#### WHAT IS EXPECTED:
Reproduce the records below verbatim, line for line, and omit the pictures from your output.

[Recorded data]
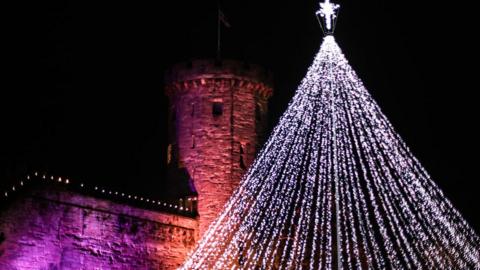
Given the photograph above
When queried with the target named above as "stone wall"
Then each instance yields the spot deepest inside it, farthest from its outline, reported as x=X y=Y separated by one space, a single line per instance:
x=57 y=229
x=218 y=112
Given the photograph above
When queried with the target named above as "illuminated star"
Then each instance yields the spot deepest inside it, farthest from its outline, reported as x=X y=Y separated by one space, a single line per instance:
x=328 y=11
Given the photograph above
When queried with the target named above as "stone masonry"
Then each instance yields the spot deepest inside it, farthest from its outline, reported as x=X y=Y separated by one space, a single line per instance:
x=218 y=112
x=54 y=229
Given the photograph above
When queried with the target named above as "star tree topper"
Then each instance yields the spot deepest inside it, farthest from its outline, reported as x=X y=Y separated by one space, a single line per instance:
x=327 y=16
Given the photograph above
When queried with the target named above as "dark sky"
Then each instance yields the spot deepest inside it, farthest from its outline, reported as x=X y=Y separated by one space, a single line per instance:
x=82 y=87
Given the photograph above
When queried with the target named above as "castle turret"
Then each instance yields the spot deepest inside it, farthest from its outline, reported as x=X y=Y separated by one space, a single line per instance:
x=218 y=113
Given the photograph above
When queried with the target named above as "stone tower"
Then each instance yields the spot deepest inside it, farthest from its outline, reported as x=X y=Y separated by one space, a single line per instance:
x=218 y=113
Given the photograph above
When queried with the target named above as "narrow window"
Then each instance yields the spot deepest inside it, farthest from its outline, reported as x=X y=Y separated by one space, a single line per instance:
x=242 y=163
x=169 y=154
x=217 y=108
x=242 y=157
x=258 y=113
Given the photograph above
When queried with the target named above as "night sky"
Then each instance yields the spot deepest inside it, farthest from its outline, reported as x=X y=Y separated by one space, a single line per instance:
x=82 y=87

#### TASK OUTPUT:
Given the photograph above
When queried with the target named above as "stone wall"
Then each instance yields the spot deepest inside it, farthest from its outline, reported as x=X y=Y separated by one space, a single line per instance:
x=57 y=229
x=218 y=112
Given the photograph above
When queried with the target named above as "illuminated star"
Then each instance yields the spot deepest inside it, farthest from its outline, reported as x=X y=Y separated by one space, a single line per instance:
x=328 y=11
Given the photograph above
When queried with the target named above as "stone masonry"
Then each instance yields the spot deepest inside it, farthest from its outline, reported as x=X y=Y separated by one space, a single line per instance:
x=218 y=112
x=54 y=229
Given the photograph above
When queried with the target named above as "star tree topper"
Then each instance yields the spot deepest inside it, farthest from its outline, reported as x=X y=Y separated by one space, a single line per instance:
x=327 y=16
Given the photograph above
When queried with the target named above as "dark sky"
Then each instance yields the spot deepest inside it, farthest from its outline, reported as x=X y=Y separated by one space, a single line per instance:
x=82 y=87
Given the photograph above
When queried with the target named above as "castle turret"
Then each instance yields the spot deepest inside it, farthest from its outline, reported as x=X y=Y separated by one space, a single line per instance:
x=218 y=113
Given the photograph above
When queried with the target named above as "stone tower"
Then each instance yields the spot deepest inside it, farthest from its outline, reported as x=X y=Y separated by one space, a single line per instance:
x=218 y=113
Given the photograph above
When queried with the target named above as "narrow window"
Then each instance yields the spot deepest inside it, farthest from its outline, reported as x=X y=Y separated by one space, a single line per instance:
x=242 y=163
x=169 y=154
x=217 y=108
x=242 y=157
x=258 y=113
Given the photograph above
When queried with the target named above as "night sky"
Then each instance yields the spot deepest inside it, farthest from its outline, reported as x=X y=Y separated by one space, a single line per instance:
x=82 y=87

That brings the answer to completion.